EXERCISE DATA:
+--
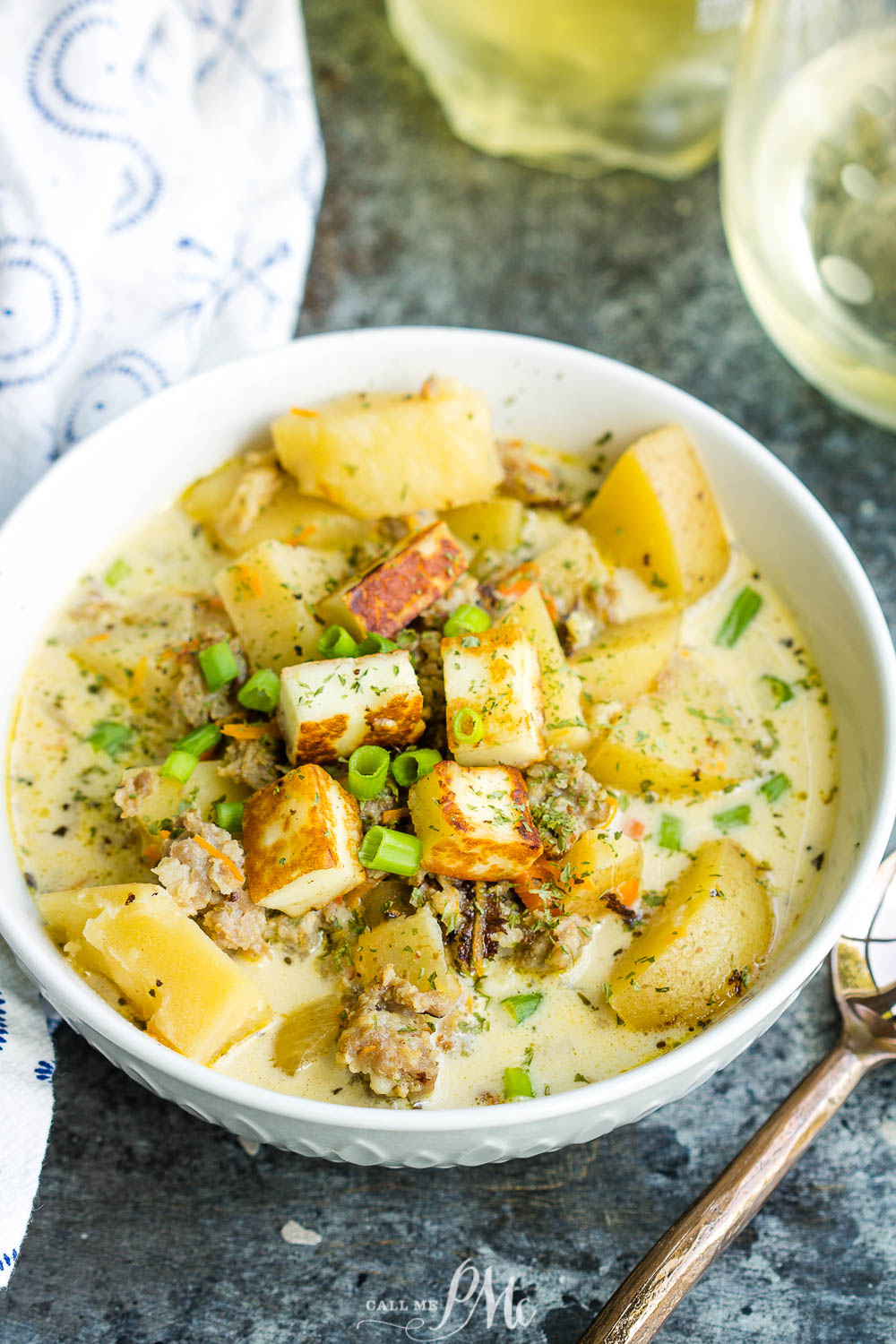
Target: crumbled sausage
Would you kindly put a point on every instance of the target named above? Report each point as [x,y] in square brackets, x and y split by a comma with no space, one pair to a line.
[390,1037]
+--
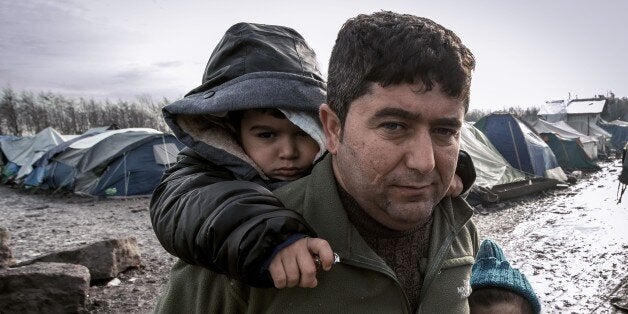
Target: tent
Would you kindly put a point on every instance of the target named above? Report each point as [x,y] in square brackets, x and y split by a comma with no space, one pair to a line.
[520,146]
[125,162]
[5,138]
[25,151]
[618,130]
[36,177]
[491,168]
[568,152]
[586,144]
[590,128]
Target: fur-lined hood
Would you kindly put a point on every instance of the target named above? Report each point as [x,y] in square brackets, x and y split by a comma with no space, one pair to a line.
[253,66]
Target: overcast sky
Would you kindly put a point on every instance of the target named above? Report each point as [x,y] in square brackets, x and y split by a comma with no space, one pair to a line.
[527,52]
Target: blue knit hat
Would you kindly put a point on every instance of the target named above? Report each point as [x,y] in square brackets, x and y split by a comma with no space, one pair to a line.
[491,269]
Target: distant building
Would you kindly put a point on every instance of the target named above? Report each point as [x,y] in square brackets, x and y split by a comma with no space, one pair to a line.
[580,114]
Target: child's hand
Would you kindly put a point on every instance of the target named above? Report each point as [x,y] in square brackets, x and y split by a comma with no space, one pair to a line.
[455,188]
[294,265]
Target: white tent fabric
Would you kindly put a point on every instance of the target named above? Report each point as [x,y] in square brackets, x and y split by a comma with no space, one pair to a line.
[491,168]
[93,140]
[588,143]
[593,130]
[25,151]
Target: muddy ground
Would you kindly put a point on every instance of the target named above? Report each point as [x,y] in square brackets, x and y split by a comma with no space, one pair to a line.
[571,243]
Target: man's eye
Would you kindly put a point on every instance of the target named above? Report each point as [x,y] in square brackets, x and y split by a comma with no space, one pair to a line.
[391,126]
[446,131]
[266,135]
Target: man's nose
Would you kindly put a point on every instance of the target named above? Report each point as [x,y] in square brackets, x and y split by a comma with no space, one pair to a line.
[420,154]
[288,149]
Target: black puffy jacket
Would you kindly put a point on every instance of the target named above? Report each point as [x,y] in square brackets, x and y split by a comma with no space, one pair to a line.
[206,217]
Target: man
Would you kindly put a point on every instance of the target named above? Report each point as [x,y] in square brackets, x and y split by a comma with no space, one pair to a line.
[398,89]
+--
EXERCISE BRIEF:
Taking the material above as a whole, how many of its lines contain "tent"? The reply should be that number alone.

OUTPUT FOR THIS TASK:
2